▶ [DOCUMENT]:
— start —
Unlike in a recording studio, in live audio the audio sources can only degrade after they've left the singers' mouths. From there, it's all downhill. If they're too far away from the mic, unable to project, or have a way that they're being mic'ed that isn't working for them, it's our jobs as sound people to do what we need to to resolve the situation. Even if it's a pristine signal coming out of the microphone, it can only degrade in quality as it passes through more processing devices, feet of cable, and so on.

If the problem is their fault, then we need to tell them, "Hey, there are a couple parts in this song that are coming across as a little weak. If you have some time, you should work on them and bring them up to the same level of quality as the rest of your performance." That's just as we would tell them, "If you want to be heard, you really need to practically put your lips on the microphone and speak up." 

We owe it to our performers to tell them the cold truth when we need to. It's our job to say, "There's this one area of the song where you're not quite in tune. We need to figure out a way to make this work. If you need to practice, practice. If you feel your struggling to hear your monitors, we can try turning them up to see if that helps. Let us work with you to make this performance excellent."

Comfort's overrated. I don't have the time or patience to baby cast members just like I wouldn't baby my crew members. If they're hitting my expectations, I tell them "Good Job!" and if they're falling short, I either need to reevaluate how realistic my expectations are or I need to walk up to them and say, "This is something I'd like you to work on. Your other stuff is alright, but this thing is something I know you can be better at." If you're honest with the cast, they'll respect you a lot more than if they find out you've secretly been judging their every move. More importantly, that you're willing to spend $1000 behind their backs on something like an autotune rig when you could be putting them through some extra voice lessons.
— end —
▶ [WHAT IS ASKED]: In the text on live sound, what does the writer say the money for a $1000 autotune rig could be spent on instead?

▶ [DATA EXCERPT]:
— start —
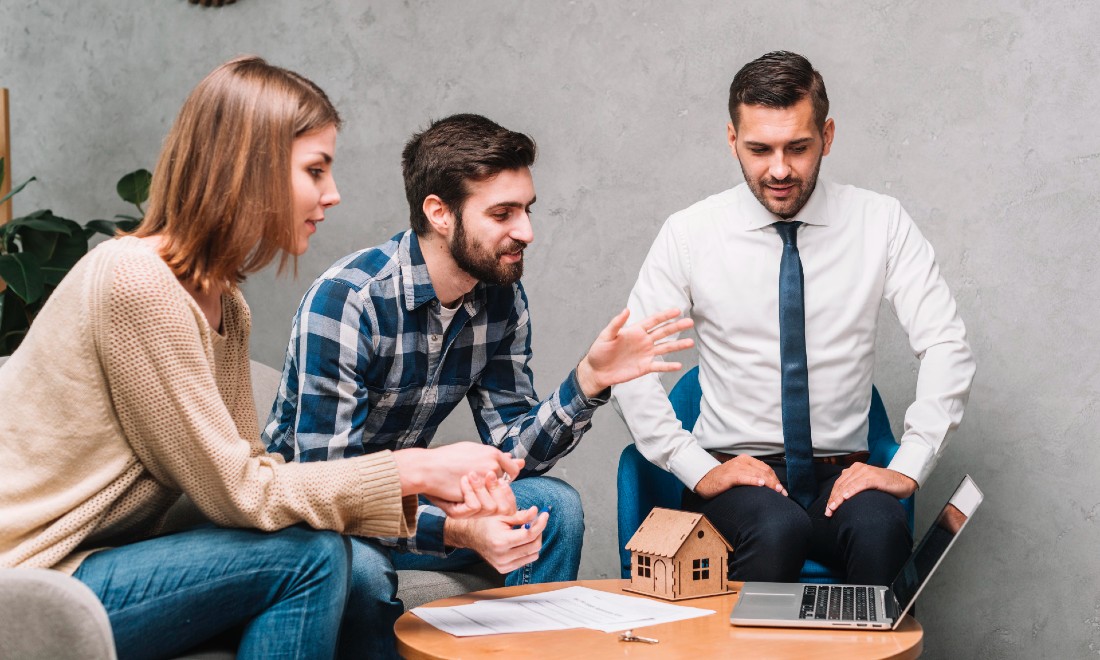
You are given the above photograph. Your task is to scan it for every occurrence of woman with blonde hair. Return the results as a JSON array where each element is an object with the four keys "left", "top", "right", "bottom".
— end —
▶ [RESPONSE TO THE EXERCISE]: Extra voice lessons for the cast.